#### [Task prompt]
Look through the records below and collect all lines that hold the string "Target".

(Beginning of Raw data)

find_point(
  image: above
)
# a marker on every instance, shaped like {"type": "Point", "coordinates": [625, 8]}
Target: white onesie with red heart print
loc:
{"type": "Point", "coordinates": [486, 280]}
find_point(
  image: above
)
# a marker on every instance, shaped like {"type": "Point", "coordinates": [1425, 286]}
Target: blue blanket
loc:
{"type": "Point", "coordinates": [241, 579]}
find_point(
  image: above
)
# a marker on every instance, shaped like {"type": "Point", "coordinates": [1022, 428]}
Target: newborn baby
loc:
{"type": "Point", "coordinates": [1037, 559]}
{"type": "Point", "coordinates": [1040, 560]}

(End of Raw data)

#### [Result]
Target: white onesie with red heart print
Target: blue blanket
Target: newborn baby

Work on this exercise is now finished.